Problem requirements >> Convert every line of the records below into a numbered list, leaving out blank lines and the pictures.
--- START OF Input records ---
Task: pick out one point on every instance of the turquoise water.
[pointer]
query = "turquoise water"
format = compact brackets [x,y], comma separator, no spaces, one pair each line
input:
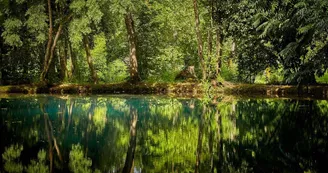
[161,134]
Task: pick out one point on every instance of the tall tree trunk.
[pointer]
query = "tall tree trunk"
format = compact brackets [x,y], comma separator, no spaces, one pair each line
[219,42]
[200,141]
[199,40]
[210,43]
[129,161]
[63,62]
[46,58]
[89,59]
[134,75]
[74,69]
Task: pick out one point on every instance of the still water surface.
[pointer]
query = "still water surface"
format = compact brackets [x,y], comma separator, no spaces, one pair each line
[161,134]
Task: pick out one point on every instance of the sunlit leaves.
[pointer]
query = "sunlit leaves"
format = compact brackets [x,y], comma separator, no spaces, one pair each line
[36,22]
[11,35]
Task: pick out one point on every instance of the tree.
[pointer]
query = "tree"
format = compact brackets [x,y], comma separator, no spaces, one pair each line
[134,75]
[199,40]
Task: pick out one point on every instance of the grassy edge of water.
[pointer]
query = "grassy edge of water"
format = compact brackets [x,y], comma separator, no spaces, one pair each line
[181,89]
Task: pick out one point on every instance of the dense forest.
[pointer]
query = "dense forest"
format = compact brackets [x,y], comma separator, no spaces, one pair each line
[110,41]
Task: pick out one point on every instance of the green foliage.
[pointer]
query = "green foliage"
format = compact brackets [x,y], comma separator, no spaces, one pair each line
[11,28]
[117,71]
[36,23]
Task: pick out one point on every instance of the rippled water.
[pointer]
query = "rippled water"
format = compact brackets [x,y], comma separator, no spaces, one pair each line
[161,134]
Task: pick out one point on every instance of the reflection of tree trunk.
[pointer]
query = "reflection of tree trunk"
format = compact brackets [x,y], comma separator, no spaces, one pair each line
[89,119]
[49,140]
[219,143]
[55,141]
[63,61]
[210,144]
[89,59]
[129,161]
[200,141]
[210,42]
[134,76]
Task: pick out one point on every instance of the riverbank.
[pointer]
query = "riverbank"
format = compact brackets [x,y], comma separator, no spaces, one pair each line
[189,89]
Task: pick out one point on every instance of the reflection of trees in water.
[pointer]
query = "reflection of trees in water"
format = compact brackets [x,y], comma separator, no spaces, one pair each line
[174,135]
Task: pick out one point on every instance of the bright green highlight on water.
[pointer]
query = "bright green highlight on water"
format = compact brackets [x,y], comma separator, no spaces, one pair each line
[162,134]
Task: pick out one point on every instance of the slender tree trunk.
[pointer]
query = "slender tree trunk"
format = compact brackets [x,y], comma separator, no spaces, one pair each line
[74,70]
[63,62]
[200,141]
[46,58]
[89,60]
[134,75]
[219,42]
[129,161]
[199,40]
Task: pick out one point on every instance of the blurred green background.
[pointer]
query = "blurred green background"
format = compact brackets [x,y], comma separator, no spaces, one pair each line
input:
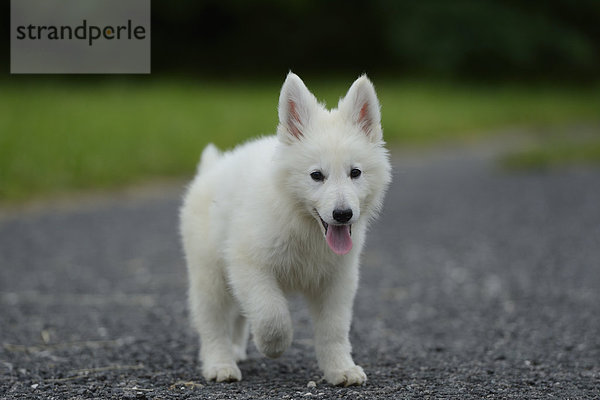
--- END OF Input records ---
Problem solution >>
1. Task: pick out one point on every instance of the turquoise water.
2. [pointer]
3. query = "turquoise water"
4. format = compact brackets [x,y], comma separator, no spaces, one pair each line
5. input:
6. [161,134]
7. Task: pick out one point on every instance of the tall tree trunk.
8. [pointer]
9. query = "tall tree trunk"
10. format = compact brackets [x,y], comma separator, no spaces, one pair each line
11. [219,42]
12. [200,141]
13. [199,40]
14. [210,43]
15. [129,161]
16. [63,62]
17. [46,58]
18. [89,59]
19. [134,75]
20. [74,69]
21. Task: pick out one point on every instance of the still water surface.
22. [pointer]
23. query = "still water surface"
24. format = compact brackets [x,y], comma separator, no spaces, one pair each line
25. [161,134]
26. Task: pick out one point on every instance of the sunlit leaves.
27. [pointer]
28. query = "sunlit leaves"
29. format = compact brackets [x,y], comma separator, no spaces, one pair each line
30. [36,22]
31. [11,35]
32. Task: pick out one point on every instance of the tree.
33. [pointer]
34. query = "tree"
35. format = compact brackets [x,y], comma separator, no spaces, one pair each line
36. [134,75]
37. [199,40]
38. Task: pick out one point on every instance of the grassy edge of water.
39. [pointer]
40. query = "grassy edge of water"
41. format = compact brackets [x,y], comma separator, no spaces, one pair each line
42. [181,89]
43. Task: pick out one point on every instance of the dense forest.
44. [pointer]
45. query = "dense forest"
46. format = compact brackets [x,y], comma separator, no spaces, one pair each line
47. [110,41]
48. Task: pick out one point on every instance of the green foliage.
49. [pointer]
50. query = "green foliage"
51. format = compact brackets [x,y], comma separator, no spaces, one pair each line
52. [11,28]
53. [117,71]
54. [36,23]
55. Task: pick out one point on every instance of the rippled water.
56. [pointer]
57. query = "rippled water"
58. format = compact brackets [x,y], comma separator, no spaces, one pair each line
59. [161,134]
60. Task: pick out one point on every instance of the reflection of tree trunk.
61. [pointer]
62. query = "reflection of tree trunk"
63. format = compact brackets [x,y], comma separator, no spaces, one pair each line
64. [89,119]
65. [49,140]
66. [219,143]
67. [55,141]
68. [63,61]
69. [210,144]
70. [89,59]
71. [129,161]
72. [200,141]
73. [210,42]
74. [134,76]
75. Task: pick out one point on every instance of the riverbank.
76. [pointer]
77. query = "riverbank"
78. format = compact brackets [x,y], comma separator, no spaces, one pair each line
79. [189,89]
80. Task: pick out one point on every instance of the reflection of trees in water.
81. [pointer]
82. query = "reflection of trees in water"
83. format = compact brackets [x,y], comma separator, no spaces, one pair each line
84. [174,135]
85. Task: pick out one point on every instance of the bright green highlight on water.
86. [pointer]
87. query = "bright green highlight on water"
88. format = compact brackets [x,y], comma separator, no spaces, one pair each line
89. [162,134]
90. Task: pick out one point on every instance of the slender tree trunk.
91. [pointer]
92. query = "slender tree trunk"
93. format = compact brackets [x,y], comma separator, no spaces, one pair each line
94. [74,70]
95. [63,62]
96. [200,141]
97. [46,58]
98. [89,60]
99. [134,75]
100. [219,42]
101. [129,161]
102. [199,40]
103. Task: pick out one point on every instance of the blurred green background.
104. [pointer]
105. query = "blurred green background"
106. format = compact brackets [x,y], comma separator, no spaces, one pair each line
107. input:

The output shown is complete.